▸ Your task: Will you transcribe the entries that follow, exactly and in full?
*** Data Section Begins ***
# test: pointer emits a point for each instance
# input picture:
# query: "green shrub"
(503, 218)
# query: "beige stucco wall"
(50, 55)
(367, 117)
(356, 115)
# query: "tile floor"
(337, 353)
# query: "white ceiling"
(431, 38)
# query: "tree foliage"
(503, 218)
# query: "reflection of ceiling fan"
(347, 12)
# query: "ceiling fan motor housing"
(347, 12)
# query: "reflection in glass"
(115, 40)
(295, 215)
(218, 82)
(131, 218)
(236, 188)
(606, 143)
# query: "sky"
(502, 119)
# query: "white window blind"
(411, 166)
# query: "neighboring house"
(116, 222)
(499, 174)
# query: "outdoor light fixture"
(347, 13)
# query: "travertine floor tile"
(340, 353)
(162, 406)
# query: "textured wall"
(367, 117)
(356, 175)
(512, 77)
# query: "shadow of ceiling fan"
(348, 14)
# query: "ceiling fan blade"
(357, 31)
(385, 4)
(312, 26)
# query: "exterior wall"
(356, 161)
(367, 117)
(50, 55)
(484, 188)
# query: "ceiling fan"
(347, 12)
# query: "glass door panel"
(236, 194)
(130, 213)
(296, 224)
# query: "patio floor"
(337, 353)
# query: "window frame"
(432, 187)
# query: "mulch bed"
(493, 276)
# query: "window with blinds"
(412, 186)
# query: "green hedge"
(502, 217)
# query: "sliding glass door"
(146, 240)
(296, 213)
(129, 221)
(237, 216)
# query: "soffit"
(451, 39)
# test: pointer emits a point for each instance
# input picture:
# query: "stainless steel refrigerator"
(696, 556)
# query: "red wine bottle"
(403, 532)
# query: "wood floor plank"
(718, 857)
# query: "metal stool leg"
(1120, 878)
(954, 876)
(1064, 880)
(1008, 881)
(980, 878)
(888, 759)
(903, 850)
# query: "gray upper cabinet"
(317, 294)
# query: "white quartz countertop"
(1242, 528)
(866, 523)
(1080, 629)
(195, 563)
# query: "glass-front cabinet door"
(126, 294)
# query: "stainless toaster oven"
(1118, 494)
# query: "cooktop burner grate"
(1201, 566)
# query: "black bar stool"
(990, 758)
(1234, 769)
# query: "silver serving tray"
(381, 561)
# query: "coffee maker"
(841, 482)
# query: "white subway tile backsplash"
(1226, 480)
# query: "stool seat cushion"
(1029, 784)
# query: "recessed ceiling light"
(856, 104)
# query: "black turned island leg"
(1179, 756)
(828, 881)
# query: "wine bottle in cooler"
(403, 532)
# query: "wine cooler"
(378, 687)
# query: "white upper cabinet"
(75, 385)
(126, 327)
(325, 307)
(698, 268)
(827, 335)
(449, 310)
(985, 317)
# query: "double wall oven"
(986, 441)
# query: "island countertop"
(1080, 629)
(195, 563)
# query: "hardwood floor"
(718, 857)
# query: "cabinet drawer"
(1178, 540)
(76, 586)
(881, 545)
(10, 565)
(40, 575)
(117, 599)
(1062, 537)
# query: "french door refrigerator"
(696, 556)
*** Data Section Ends ***
▸ Task response:
# test: pointer emits a point for each instance
# input picture:
# query: "green shrub"
(503, 218)
# query: "beige stucco wall"
(50, 55)
(367, 117)
(356, 115)
# query: "tile floor"
(337, 353)
# query: "white ceiling"
(431, 38)
# query: "tree foliage"
(503, 218)
# query: "reflection of ceiling fan"
(347, 12)
# query: "ceiling fan motor housing"
(347, 12)
# query: "reflection in glass"
(115, 40)
(295, 215)
(218, 82)
(131, 218)
(236, 188)
(606, 143)
# query: "sky"
(502, 119)
# query: "white window blind"
(411, 166)
# query: "neighboring house"
(116, 222)
(499, 174)
# query: "outdoor light fixture"
(347, 13)
# query: "travertine floor tile"
(340, 353)
(162, 406)
# query: "textured wall"
(367, 117)
(356, 175)
(512, 77)
# query: "shadow of ceiling fan"
(348, 14)
# query: "ceiling fan blade"
(357, 31)
(385, 4)
(312, 26)
# query: "exterior wall"
(356, 161)
(367, 117)
(50, 55)
(484, 188)
# query: "ceiling fan"
(347, 12)
# query: "glass door panel"
(236, 194)
(130, 213)
(296, 224)
# query: "patio floor"
(337, 353)
# query: "window frame"
(432, 187)
# query: "mulch bed"
(493, 276)
# query: "window with blinds"
(412, 186)
# query: "green hedge"
(502, 217)
# query: "sliding glass door"
(146, 240)
(296, 213)
(129, 221)
(237, 216)
# query: "soffit"
(451, 39)
# test: pointer emits a point for each instance
# input picture:
# query: "stainless steel refrigerator"
(696, 556)
# query: "red wine bottle"
(403, 532)
# query: "wood floor plank"
(718, 857)
# query: "metal stool leg"
(1120, 878)
(954, 876)
(1064, 880)
(1008, 881)
(980, 878)
(888, 759)
(903, 850)
# query: "gray upper cabinet"
(317, 294)
# query: "white quartz countertop"
(1242, 528)
(866, 523)
(1080, 629)
(195, 563)
# query: "glass-front cabinet door"
(126, 294)
# query: "stainless toaster oven"
(1118, 494)
# query: "cooktop burner grate"
(1201, 566)
# query: "black bar stool"
(990, 758)
(1234, 769)
# query: "silver serving tray"
(381, 561)
# query: "coffee maker"
(841, 482)
# query: "white subway tile backsplash"
(1226, 480)
# query: "stool seat cushion"
(1029, 784)
# query: "recessed ceiling light"
(856, 104)
# query: "black turned island leg"
(1179, 756)
(828, 881)
# query: "wine bottle in cooler"
(403, 532)
# query: "wine cooler"
(378, 687)
# query: "white upper cabinet"
(75, 385)
(126, 327)
(325, 307)
(698, 268)
(827, 335)
(449, 310)
(985, 317)
# query: "double wall oven"
(986, 441)
# query: "island countertop"
(1080, 629)
(195, 563)
# query: "hardwood floor"
(718, 857)
# query: "cabinet drawer"
(1178, 540)
(76, 586)
(881, 545)
(10, 565)
(40, 575)
(117, 599)
(1062, 537)
# query: "french door refrigerator"
(696, 556)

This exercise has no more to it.